• **DOCUMENT SEGMENT**:
◇ ◇ ◇ ◇ ◇
[U-Boot] [PATCH 1/5] treewide: include libfdt_env.h before fdt.h

Jerry Van Baren vanbaren at cideas.com
Fri Jan 18 05:32:45 EST 2013


Hi Scott, Kim, David,

On 01/17/2013 12:54 PM, Kim Phillips wrote:
> On Wed, 16 Jan 2013 18:36:03 -0600
> Scott Wood <scottwood at freescale.com> wrote:
>
>> On 01/16/2013 05:59:04 PM, Kim Phillips wrote:
>>> and, if including libfdt.h which includes libfdt_env.h in
>>> the correct order, don't include fdt.h before libfdt.h.
>>>
>>> this is needed to get the fdt type definitions set from
>>> the project environment before fdt.h uses them.
>>>
>>> Signed-off-by: Kim Phillips <kim.phillips at freescale.com>
>>> Cc: Jerry Van Baren <gvb.uboot at gmail.com>
>>
>> Maybe fdt.h should include libfdt_env.h?
◇ ◇ ◇ ◇ ◇
• **WORK TO DO**:
**a.** In the U-Boot patch message, what email address is given for Scott Wood?
**b.** List every header file named in the U-Boot patch message.
The listing isn't needed for either task.

• **MATERIAL SHOWN**:
◇ ◇ ◇ ◇ ◇
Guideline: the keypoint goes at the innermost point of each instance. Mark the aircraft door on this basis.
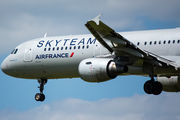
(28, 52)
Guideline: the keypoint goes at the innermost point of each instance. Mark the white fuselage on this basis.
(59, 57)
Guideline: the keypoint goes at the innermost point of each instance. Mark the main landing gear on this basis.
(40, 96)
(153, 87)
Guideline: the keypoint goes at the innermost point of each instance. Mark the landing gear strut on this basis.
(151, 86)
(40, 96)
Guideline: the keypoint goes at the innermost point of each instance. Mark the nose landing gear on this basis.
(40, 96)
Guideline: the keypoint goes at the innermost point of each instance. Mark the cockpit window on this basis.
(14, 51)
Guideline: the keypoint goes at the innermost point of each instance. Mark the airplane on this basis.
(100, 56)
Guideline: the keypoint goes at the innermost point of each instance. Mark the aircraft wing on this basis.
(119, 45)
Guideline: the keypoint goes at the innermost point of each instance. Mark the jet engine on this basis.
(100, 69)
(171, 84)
◇ ◇ ◇ ◇ ◇
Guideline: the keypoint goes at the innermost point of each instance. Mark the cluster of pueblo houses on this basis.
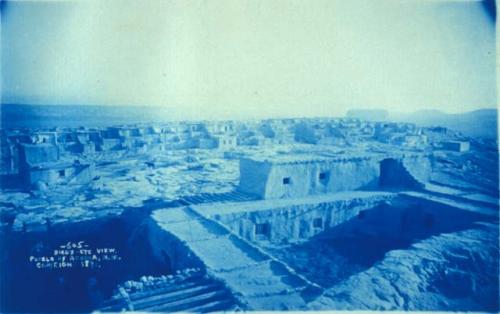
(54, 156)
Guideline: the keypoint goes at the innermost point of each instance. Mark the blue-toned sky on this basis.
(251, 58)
◇ ◇ ◇ ◇ ◇
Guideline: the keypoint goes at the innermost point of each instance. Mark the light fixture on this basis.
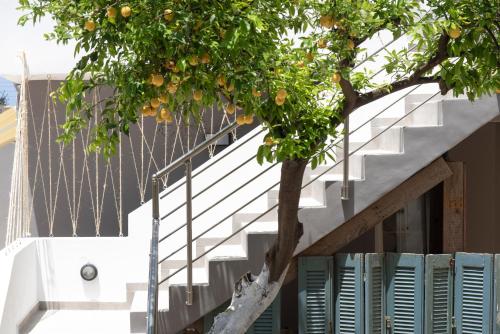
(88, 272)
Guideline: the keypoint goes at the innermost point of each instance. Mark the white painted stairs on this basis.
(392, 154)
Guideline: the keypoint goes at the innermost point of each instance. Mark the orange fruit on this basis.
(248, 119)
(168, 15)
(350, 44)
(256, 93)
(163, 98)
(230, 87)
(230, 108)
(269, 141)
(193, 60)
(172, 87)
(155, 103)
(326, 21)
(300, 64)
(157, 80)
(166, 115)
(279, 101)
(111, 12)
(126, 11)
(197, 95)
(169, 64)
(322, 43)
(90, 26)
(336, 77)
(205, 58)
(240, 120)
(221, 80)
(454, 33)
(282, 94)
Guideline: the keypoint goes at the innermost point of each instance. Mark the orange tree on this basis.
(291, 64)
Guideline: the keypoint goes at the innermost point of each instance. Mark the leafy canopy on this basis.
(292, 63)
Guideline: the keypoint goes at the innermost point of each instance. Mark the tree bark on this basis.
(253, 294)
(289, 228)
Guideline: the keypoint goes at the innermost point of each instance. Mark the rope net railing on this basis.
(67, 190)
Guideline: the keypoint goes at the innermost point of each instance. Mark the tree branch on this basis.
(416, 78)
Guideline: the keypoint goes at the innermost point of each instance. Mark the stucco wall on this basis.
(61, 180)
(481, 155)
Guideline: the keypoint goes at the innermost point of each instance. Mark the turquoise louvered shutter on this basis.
◇ ◇ ◇ ◇ ◇
• **EXERCISE RESULTS**:
**a.** scottwood at freescale.com

**b.** libfdt_env.h, fdt.h, libfdt.h